*Exercise objective:* Reproduce the following material verbatim, leaving out the pictures.

------ Supplied material ------

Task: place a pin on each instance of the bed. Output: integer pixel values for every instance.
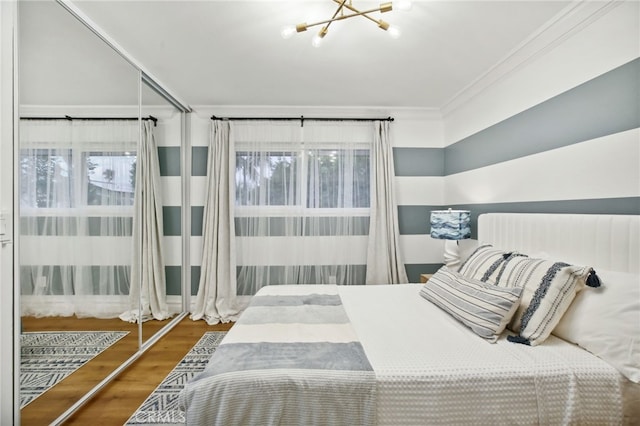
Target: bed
(398, 355)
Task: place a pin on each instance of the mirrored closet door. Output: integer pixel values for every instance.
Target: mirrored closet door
(83, 113)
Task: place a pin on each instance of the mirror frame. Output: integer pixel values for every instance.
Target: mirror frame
(184, 109)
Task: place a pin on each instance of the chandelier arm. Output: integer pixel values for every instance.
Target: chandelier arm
(385, 7)
(340, 18)
(340, 6)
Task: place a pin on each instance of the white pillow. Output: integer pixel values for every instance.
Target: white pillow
(606, 322)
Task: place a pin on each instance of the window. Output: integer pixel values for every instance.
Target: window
(67, 178)
(333, 178)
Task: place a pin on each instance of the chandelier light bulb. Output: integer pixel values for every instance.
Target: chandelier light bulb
(402, 5)
(287, 32)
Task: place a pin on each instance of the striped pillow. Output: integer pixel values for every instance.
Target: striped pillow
(486, 309)
(548, 289)
(486, 263)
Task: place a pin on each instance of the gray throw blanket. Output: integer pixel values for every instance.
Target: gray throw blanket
(291, 359)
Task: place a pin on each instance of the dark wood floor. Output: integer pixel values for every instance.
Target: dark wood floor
(118, 400)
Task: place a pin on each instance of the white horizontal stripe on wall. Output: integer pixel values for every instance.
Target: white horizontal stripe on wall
(171, 187)
(199, 131)
(419, 190)
(610, 41)
(421, 248)
(172, 250)
(50, 250)
(411, 133)
(304, 250)
(605, 167)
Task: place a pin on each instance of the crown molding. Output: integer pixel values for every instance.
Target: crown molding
(571, 20)
(406, 113)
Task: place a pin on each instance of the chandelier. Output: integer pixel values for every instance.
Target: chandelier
(347, 10)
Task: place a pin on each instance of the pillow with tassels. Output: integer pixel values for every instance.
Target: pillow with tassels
(548, 288)
(484, 308)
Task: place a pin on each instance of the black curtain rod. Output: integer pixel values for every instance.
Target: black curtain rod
(69, 118)
(301, 118)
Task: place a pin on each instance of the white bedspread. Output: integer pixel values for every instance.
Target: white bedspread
(432, 370)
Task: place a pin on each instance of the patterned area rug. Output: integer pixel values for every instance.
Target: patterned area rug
(47, 358)
(161, 407)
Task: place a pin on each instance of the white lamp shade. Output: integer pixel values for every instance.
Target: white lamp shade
(451, 224)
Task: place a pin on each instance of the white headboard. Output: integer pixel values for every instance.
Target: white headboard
(610, 242)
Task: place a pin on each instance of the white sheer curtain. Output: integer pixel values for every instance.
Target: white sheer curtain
(148, 294)
(302, 202)
(216, 299)
(76, 208)
(384, 260)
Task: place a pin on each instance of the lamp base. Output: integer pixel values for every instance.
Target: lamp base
(451, 254)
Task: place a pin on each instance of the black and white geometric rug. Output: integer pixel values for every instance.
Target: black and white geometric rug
(161, 407)
(47, 358)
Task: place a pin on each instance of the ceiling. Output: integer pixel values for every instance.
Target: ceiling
(231, 52)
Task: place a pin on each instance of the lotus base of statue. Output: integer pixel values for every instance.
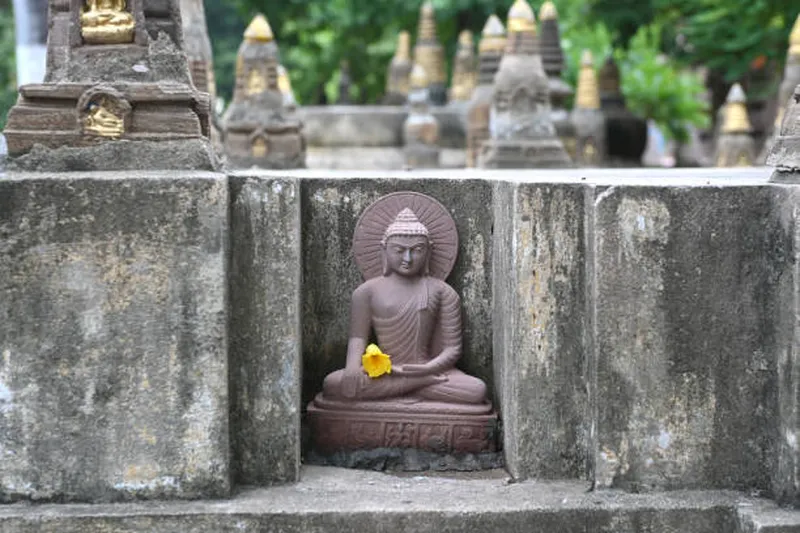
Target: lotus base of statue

------

*Response for this exercise:*
Task: place a pin on each instance of the bed. Output: integer pixel values for every instance.
Target: bed
(398, 355)
Task: place a pin on each instance of the mirrored closet door. Output: integer pixel values for every instance.
Target: mirrored closet door
(83, 113)
Task: place a pin on each instance of the mirror frame. Output: integer pixel values for every instance.
Target: mirror frame
(184, 109)
Task: place a pin on each instance of the chandelier arm. Output: integer pixel values for every instance.
Target: chandelier arm
(385, 7)
(340, 18)
(340, 6)
Task: place a pin on each instance of the white pillow. Output: integer pixel values for every instance.
Target: white pillow
(606, 322)
Task: place a pin on each instance of the window. Output: integer pixel values for every instance.
Target: window
(67, 178)
(333, 178)
Task: place a pin on each instance of the chandelier light bulb. Output: integer pixel values for every instance.
Target: chandelier light bulb
(402, 5)
(287, 32)
Task: place a pin on each instance of the striped pillow. Output: integer pixel values for every instance.
Target: striped pillow
(486, 309)
(548, 289)
(486, 263)
Task: place a pin on each instance of the gray throw blanket. Output: integer pixel values for every instance.
Target: gray throw blanket
(291, 359)
Task: place a pin on each instance of the dark wood floor. Output: integer pixel values for every instance.
Target: dark wood floor
(118, 400)
Task: place a pin on each instance of the white horizontal stripe on wall. Output: integer pixel values for every instance.
Target: white horizontal stripe on wall
(171, 187)
(199, 131)
(419, 190)
(610, 41)
(421, 248)
(172, 250)
(50, 250)
(411, 133)
(304, 250)
(605, 167)
Task: place a pin on each instance of the crown molding. Output: integer pixel values for every instance.
Target: crown molding
(571, 20)
(406, 113)
Task: place a pin on each instance of the chandelier. Output: integer pixel values for every instance.
Target: chandelier
(347, 10)
Task: place a pin on each instance of the pillow with tassels. Output: integer pixel values for every instance.
Target: pillow with tassels
(548, 288)
(484, 308)
Task: place a pin on each instance of the black curtain rod. Output: integer pixel values for every instance.
Target: black curtain rod
(69, 118)
(301, 118)
Task: place a pin on each instance of the white bedspread. Output: integer pixel values for every instance.
Target: white bedspread
(432, 370)
Task: place a pin on each instance of the patterned area rug. Output: integer pixel values for every instance.
Target: patterned area rug
(47, 358)
(161, 407)
Task: place a pin on each instance of the white lamp shade. Output: integer pixel values for every instance.
Target: white lamp shade
(451, 224)
Task: place a pin on each instance of the white headboard. Output: integer pixel values for every instance.
Target: white headboard
(610, 242)
Task: place a pin on each instance of the white sheer curtain. Output: integer pixel values for every instance.
Target: white sheer curtain
(148, 294)
(302, 202)
(216, 299)
(76, 208)
(384, 260)
Task: place a pin on each instance of the lamp base. Output: integer pixel values for every instance.
Target: lamp base
(451, 254)
Task: place a pin on each instance of the black and white geometric rug. Output: integer pixel values for every instance.
Target: black and white geometric rug
(161, 407)
(47, 358)
Task: place a pin on each instance of the ceiling. Output: integer pixel values for every instance.
Target: ceiling
(231, 52)
Task: place a pin on each instance of the lotus base of statue. Output: integer pixel values for every instance.
Target: lotus base of statue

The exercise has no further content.